# [Task brief]
Copy the listing below line for line, without changing anything.

--- START ---

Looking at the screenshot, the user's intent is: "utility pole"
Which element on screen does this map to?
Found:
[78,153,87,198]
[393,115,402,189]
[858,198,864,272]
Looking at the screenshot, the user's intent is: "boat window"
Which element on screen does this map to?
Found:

--- END ---

# [Complete output]
Looking at the screenshot, the user's intent is: "utility pole"
Which element on screen does this map to?
Found:
[78,153,87,198]
[393,115,402,189]
[858,198,864,272]
Looking at the screenshot, the user's intent is: "boat window"
Which element on screen does this map to?
Found:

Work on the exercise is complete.